_What this task involves:_
Whatever the records contain, reproduce all of them exactly.

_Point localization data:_
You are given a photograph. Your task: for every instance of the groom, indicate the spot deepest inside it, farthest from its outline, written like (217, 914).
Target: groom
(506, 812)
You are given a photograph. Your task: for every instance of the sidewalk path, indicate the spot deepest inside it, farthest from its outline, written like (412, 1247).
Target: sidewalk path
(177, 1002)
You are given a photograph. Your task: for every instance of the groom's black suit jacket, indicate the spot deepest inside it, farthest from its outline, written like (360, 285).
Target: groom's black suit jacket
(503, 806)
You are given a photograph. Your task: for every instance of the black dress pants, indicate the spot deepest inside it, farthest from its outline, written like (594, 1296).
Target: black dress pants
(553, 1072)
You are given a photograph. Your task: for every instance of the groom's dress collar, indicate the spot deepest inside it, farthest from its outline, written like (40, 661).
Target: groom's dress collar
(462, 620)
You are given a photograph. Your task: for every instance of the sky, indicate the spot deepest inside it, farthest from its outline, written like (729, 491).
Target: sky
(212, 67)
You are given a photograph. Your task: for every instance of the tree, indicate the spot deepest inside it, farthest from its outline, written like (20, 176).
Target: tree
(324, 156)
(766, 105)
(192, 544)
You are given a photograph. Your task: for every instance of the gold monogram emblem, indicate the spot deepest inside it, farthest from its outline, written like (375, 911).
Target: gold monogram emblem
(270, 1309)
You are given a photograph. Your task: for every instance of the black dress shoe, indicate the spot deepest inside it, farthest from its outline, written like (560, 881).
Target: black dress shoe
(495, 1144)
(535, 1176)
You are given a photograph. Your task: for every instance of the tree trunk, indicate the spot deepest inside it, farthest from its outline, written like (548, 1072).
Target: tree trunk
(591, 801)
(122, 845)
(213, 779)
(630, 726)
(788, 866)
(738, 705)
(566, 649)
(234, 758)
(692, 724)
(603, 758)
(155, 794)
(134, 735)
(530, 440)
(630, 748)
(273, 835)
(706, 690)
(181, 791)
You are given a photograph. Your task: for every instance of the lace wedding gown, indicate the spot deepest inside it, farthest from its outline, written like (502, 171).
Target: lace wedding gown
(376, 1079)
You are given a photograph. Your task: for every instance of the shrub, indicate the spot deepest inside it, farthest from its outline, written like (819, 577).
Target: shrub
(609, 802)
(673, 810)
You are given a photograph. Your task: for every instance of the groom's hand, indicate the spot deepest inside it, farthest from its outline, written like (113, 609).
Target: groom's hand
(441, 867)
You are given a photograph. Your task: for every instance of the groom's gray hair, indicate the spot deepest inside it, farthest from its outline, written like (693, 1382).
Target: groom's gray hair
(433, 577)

_Solution for this exercise:_
You are given a photograph. Your task: for every instance of the groom, indicate the spot deepest inside it, farthest from its outline, written like (217, 914).
Target: groom
(506, 812)
You are given a photograph. Your task: for every instance of the sidewalk path, indicate the spot deepest inside it, farthest from its outline, written like (412, 1247).
Target: sidewalk path
(177, 1002)
You are given a photograph. Your task: for every instance of the groom's black suit jacket, indicate the spot deepest inside it, farthest from its outline, written like (360, 285).
Target: groom's black suit jacket
(503, 806)
You are given a photograph. Your task: for every instance of the black dress pants, indicate the spot deepest inside it, farthest from its outline, written like (594, 1296).
Target: black dress pants
(553, 1072)
You are given a photograph. Your task: for every instance of the groom's dress collar, indicate the spot deepest inside it, farthest from its outline, written like (40, 661).
Target: groom's dress collar
(462, 620)
You are given a photograph. Your task: for every instance of the sky, indicate the spot deepest inside it, farthest from its outline, written like (729, 491).
Target: sky
(212, 67)
You are given a photograph. Your task: for every instance of the tree, indicate the spot deepest inside it, farthest from its outline, written like (20, 176).
Target: tree
(324, 156)
(766, 105)
(192, 544)
You are given a photograph. Your task: for every instance of the gold monogram emblem, indicate the spot deepest inside it, farthest from its outline, written like (375, 911).
Target: gold monogram emblem
(270, 1309)
You are given a photograph. Your task: for every instance of the black dress shoe, indicate the spot deepest inside it, farthest from its outline, written like (560, 881).
Target: black dress shoe
(495, 1144)
(535, 1176)
You are given a photograph. Your task: for every instance of the tree trunk, indicate the spot deepest inside it, farthest from its outline, written like (548, 1072).
Target: tree trunk
(591, 801)
(122, 845)
(213, 779)
(630, 726)
(788, 866)
(738, 705)
(566, 649)
(234, 758)
(692, 724)
(603, 758)
(155, 794)
(134, 735)
(530, 440)
(630, 748)
(273, 835)
(706, 690)
(181, 791)
You are given a photograph. Your task: for every instance of the lace wedding gown, indicate the spot deepest inside it, farthest from its outline, written like (502, 171).
Target: lace wedding gown
(376, 1079)
You are given a photograph. Your task: for every instance of the shrub, indicate the spot deepest inside it, farthest from its outline, written like (819, 577).
Target: shrub
(609, 802)
(673, 810)
You are given a photograph. Your task: for every instance of the groom's hand, indicate the spot deepest inside it, farthest from its outline, written like (113, 609).
Target: groom's hand
(441, 867)
You are given a photograph. Your task: for every instance of the groom's gray hair, indicate the spot deepest inside it, farthest from its outline, written like (693, 1382).
Target: groom's gray hair
(433, 577)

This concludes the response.